### Exercise brief:
Pictures in the data below are not part of the copy; transcribe everything else exactly.

### Raw data:
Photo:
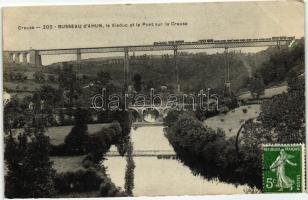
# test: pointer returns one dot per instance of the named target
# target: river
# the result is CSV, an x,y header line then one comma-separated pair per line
x,y
160,177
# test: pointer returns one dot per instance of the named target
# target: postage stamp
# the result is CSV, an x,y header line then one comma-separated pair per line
x,y
283,168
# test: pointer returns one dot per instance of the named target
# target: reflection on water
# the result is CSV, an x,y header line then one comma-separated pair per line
x,y
155,177
149,118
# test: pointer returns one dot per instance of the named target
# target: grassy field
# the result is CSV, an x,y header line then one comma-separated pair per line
x,y
67,163
231,121
57,134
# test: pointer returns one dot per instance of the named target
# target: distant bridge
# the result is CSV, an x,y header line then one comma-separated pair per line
x,y
34,56
147,153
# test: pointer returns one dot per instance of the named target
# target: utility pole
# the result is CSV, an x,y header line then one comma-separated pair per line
x,y
227,72
126,67
175,54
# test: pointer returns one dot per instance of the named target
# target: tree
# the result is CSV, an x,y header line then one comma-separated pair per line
x,y
69,85
137,80
30,173
284,114
76,141
256,86
104,78
129,173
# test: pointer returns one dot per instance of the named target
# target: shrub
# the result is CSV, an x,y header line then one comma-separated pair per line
x,y
51,78
171,117
207,152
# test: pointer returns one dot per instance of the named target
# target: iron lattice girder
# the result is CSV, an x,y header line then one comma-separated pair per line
x,y
194,45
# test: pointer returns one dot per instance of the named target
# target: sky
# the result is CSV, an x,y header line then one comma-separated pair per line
x,y
230,20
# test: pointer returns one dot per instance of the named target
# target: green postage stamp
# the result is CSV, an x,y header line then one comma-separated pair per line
x,y
283,168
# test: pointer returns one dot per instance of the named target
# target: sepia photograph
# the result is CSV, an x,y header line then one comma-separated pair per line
x,y
160,99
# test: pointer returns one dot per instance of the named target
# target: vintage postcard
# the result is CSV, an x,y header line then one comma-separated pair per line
x,y
154,99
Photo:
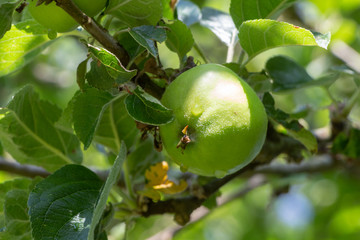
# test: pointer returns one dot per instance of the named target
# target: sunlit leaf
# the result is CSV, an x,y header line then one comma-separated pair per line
x,y
29,134
243,10
291,127
221,24
288,75
113,177
6,12
179,38
135,13
99,116
21,44
62,205
188,12
257,36
106,69
147,35
146,109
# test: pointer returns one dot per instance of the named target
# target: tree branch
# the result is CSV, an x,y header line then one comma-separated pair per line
x,y
33,171
23,170
93,28
108,42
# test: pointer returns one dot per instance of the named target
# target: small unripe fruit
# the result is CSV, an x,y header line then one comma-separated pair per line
x,y
220,123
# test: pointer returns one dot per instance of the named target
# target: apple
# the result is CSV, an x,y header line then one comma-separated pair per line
x,y
220,123
55,18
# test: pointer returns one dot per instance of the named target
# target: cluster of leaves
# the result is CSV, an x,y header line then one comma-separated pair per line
x,y
115,112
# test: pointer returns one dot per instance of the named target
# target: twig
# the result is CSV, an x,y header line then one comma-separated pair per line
x,y
33,171
23,170
108,42
98,32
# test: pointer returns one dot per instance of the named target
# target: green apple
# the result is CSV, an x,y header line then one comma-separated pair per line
x,y
55,18
226,121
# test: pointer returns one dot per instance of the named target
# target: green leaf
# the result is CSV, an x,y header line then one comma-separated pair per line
x,y
188,12
142,158
292,127
168,12
98,116
87,109
16,216
135,13
243,10
99,77
29,134
348,144
116,125
14,219
147,35
21,44
146,228
62,205
106,69
221,24
146,109
179,38
6,12
5,187
288,75
132,47
259,35
110,182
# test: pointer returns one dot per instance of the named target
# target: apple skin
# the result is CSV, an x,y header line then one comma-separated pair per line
x,y
55,18
226,120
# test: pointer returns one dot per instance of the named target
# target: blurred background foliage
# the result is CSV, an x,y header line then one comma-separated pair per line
x,y
304,206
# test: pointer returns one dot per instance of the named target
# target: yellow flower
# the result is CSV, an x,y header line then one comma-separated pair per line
x,y
158,182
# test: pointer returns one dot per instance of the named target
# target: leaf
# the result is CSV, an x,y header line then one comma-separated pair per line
x,y
259,35
221,24
110,182
141,158
6,12
28,132
21,44
99,77
179,38
288,75
5,187
146,228
146,109
135,13
106,68
87,110
188,12
16,216
348,144
13,209
116,125
62,205
132,47
98,116
168,12
147,35
243,10
293,128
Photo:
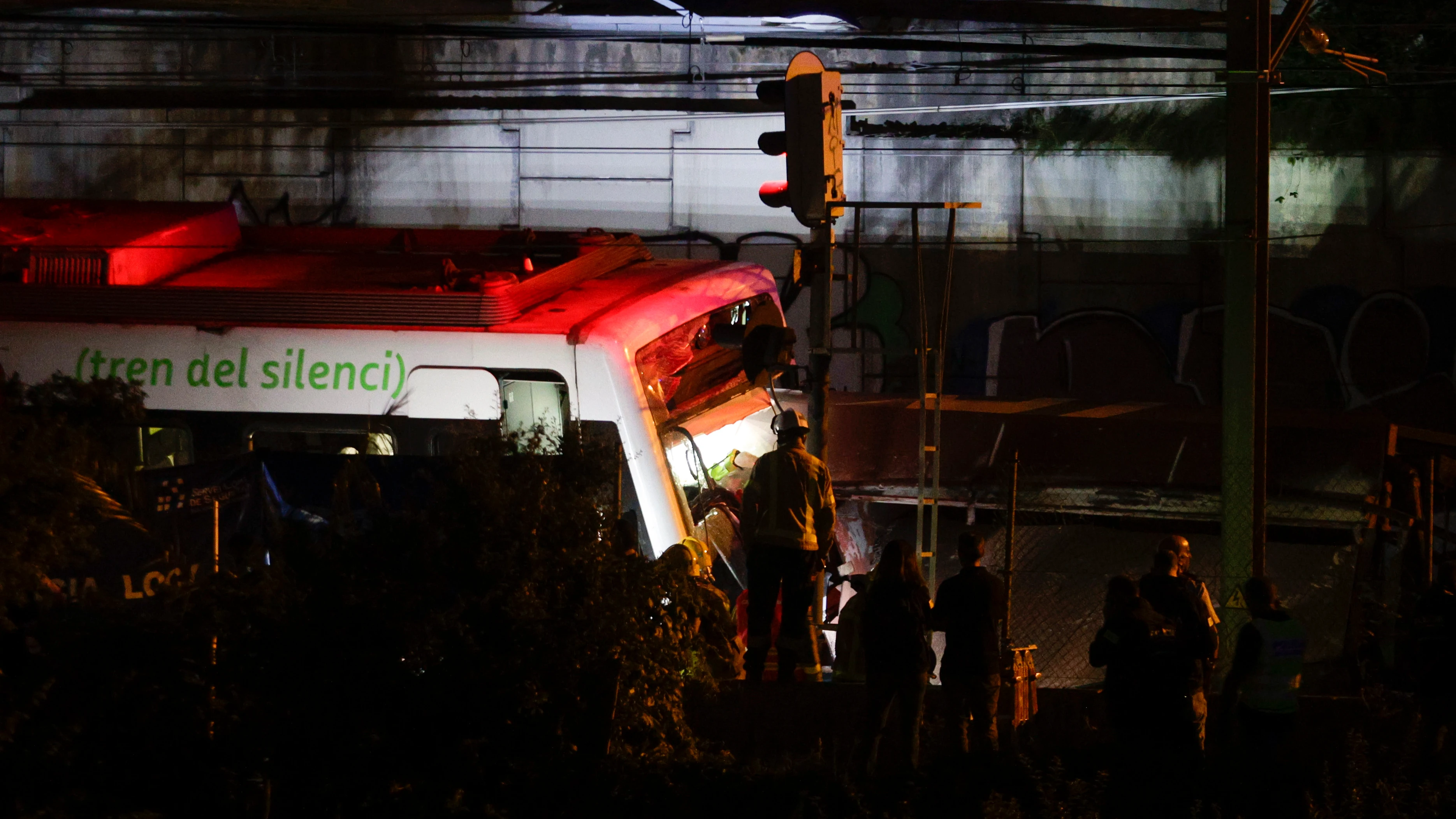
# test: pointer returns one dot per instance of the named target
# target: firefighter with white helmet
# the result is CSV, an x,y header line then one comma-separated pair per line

### Exercise solution:
Photo:
# test: pointer returns one dot per instance of the named target
# target: river
# the result is CSV, an x,y header line then one comma-separated pair per line
x,y
160,177
# test: pointer returns one dot per instance of the named target
# target: postage stamp
# the result is CSV, an x,y header line then one comma-separated pair per line
x,y
283,168
# test: pointer returns one dot per instance of the named target
# target: reflection on water
# the result is CSV, an x,y header line then one comma-separated pair per line
x,y
155,177
149,118
# test: pointer returns one dot per instance of the named target
# target: grassy field
# the result is CSV, an x,y header line then one comma-separated pair per line
x,y
67,163
231,121
57,134
# test: pointer returns one dot per instance of the named target
# target: distant bridge
# the result is CSV, an x,y header line then one comma-separated pair per line
x,y
34,56
147,153
# test: pointer returns one dot per instance of the named target
# target: utility pole
# the result is CSV, an x,y header line then one comma-separated pair per line
x,y
227,72
126,67
175,54
# test: pointer returns one dot per instance of the named target
# target: tree
# the result is CSV, an x,y header line then one comma-separated pair per line
x,y
69,85
137,80
30,173
284,114
76,141
256,86
104,78
129,173
# test: pointer returns one dot per instance of the named target
# target: shrub
# the result is CSV, an x,y header line then one comma-separated pair per line
x,y
51,78
171,117
207,152
# test: pointer returns one dot per instance of the named target
# target: iron lattice girder
# the result is CSV, an x,y header line then one comma-separated pair per line
x,y
194,45
# test: pointer returns one dot per instance of the named target
# target: sky
# the result is CSV, an x,y header line then one comma-separated pair per line
x,y
230,20
# test: pointer returns one dot per instance of the named target
# target: green postage stamp
# the result is CSV, an x,y header line then one comma-separated pair per line
x,y
283,168
# test: pointer returns one dot per instance of the named target
# target: sepia photograph
# the result is CSV, an x,y header line then one comma-separated pair per line
x,y
160,99
# test: pointer returns one dot per instance of the named target
# target: vintage postcard
# the result is CSV, an x,y header line then one comma-separated pair per line
x,y
154,99
Photo:
# test: pointer returns one dot per instance of the named target
# target: sunlit leaf
# the result is CSV, an x,y header line then one comma-separated pair per line
x,y
29,134
243,10
291,127
221,24
288,75
113,177
6,12
179,38
135,13
99,116
21,44
62,205
188,12
257,36
106,69
147,35
146,109
# test: pointer returns one dot per instance of the named target
# target: tree branch
# the result is CSV, an x,y header line then one comma-separated pair per line
x,y
33,171
23,170
93,28
108,42
# test: pointer returns one dot per instance of the named target
# target: small unripe fruit
# the result is CSV, an x,y header line then one comma-separated pair per line
x,y
220,123
# test: pointer returns one dot per instance of the named target
# target: apple
# the result is CSV, an x,y header line then one comma-separated pair per line
x,y
220,123
55,18
# test: pointer returns one dot per instance of the named target
# target: cluster of leaves
# the result is CSV, an x,y header line then one comma-separated pair per line
x,y
115,112
# test: pointer returns one dot per instance of the named target
# target: twig
# the result is CSV, an x,y header line then one comma-separated pair per line
x,y
33,171
23,170
108,42
98,32
# test: pointer returns one dot per instance of the named target
# target: green apple
# the result is CSV, an x,y header line then one comma-separated pair per line
x,y
55,18
226,121
# test: pointer returns one dot per instance of the named target
# target: green leaf
# the result is CSV, an x,y header line then one comma-separated pair per line
x,y
188,12
142,158
292,127
168,12
98,116
87,109
16,216
135,13
243,10
99,77
29,134
348,144
116,125
14,219
147,35
21,44
146,228
62,205
106,69
221,24
146,109
179,38
6,12
5,187
288,75
132,47
259,35
110,182
# test: pointer returns one dot per instance of the named target
# target: apple skin
# the result is CSV, an x,y header line then one comma-separated pair per line
x,y
55,18
226,120
# test: pointer returns one dot per instance of the named target
# target: blurred background foliage
# the result is CSV, an x,y header line then one comma-separated pair per line
x,y
304,206
# test: pointer returns one dot per instance of the named target
# target: yellow flower
# the result is CSV, an x,y header line then one comma-separated pair per line
x,y
158,182
# test: pointer returns one dot per instance of the named target
# target: leaf
# the result is CSV, an x,y header line then one comma-separated pair per line
x,y
259,35
221,24
110,182
141,158
6,12
28,132
21,44
99,77
179,38
288,75
5,187
146,228
146,109
135,13
106,68
87,110
188,12
16,216
348,144
13,209
116,125
62,205
132,47
98,116
168,12
147,35
243,10
293,128
Photo:
# test: pointer returns one dot per instance of the named target
# target: firefighter with white helmet
# the result is CSV, an x,y header line then one comma-separated pair per line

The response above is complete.